[Location labeling records]

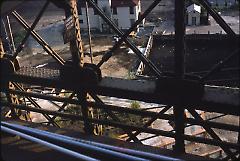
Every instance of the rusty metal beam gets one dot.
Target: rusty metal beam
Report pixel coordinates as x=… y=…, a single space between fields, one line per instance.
x=179 y=71
x=38 y=38
x=215 y=99
x=21 y=45
x=126 y=34
x=217 y=18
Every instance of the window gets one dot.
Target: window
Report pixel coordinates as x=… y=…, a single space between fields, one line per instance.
x=115 y=21
x=131 y=10
x=94 y=11
x=132 y=21
x=194 y=21
x=79 y=11
x=115 y=10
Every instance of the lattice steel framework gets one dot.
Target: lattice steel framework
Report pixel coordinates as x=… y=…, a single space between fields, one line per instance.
x=177 y=91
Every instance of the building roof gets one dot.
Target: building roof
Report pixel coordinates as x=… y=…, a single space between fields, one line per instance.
x=115 y=3
x=194 y=7
x=124 y=3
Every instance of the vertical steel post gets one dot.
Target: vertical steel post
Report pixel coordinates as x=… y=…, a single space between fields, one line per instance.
x=77 y=58
x=179 y=67
x=89 y=33
x=10 y=34
x=1 y=48
x=76 y=43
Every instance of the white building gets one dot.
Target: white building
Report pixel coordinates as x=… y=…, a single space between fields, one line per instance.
x=123 y=12
x=193 y=15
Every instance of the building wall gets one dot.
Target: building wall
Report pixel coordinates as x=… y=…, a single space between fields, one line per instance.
x=190 y=17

→ **EXERCISE GOAL**
Copy out the items above, switching "gets one dot" to "receives a single point" wherever it occurs and keeping everything else the same. Leave the pictures out of your answer.

→ **RESPONSE**
Every instance of the rusty metal beam receives a single point.
Target: rusty metal beam
Report pixel coordinates as x=… y=…, a single space between fields, one line per instance.
x=179 y=71
x=38 y=38
x=215 y=99
x=21 y=45
x=126 y=34
x=217 y=18
Every instance of the window receives a single point.
Target: window
Report pixel coordinates as x=… y=…, a single space between fields, one line per instance.
x=115 y=21
x=131 y=10
x=94 y=11
x=132 y=21
x=194 y=21
x=79 y=11
x=115 y=10
Every instance of the lattice steel framework receives a single point.
Target: lattice steel framework
Report pixel coordinates as x=… y=…, a single space between fields, one line per instance.
x=177 y=91
Every instance of the building roof receives a single point.
Target: building roof
Report pixel coordinates as x=… y=…, a single space between fields, one line per instance.
x=115 y=3
x=194 y=7
x=124 y=3
Every instance of the vertical steel post receives a single point.
Target: vertical steel post
Report pixel coordinates as x=… y=…, a single space between fields, one line per instance.
x=77 y=58
x=179 y=67
x=89 y=33
x=10 y=34
x=1 y=48
x=76 y=43
Every instance of the white building receives a single point.
Target: white building
Report pixel coordinates as x=… y=…, a single space between fields, one line per instance.
x=123 y=12
x=193 y=15
Every instance of the building wall receives a single point.
Target: building wall
Report pixel coordinates as x=… y=…, a single space between fields, one line per instance.
x=190 y=17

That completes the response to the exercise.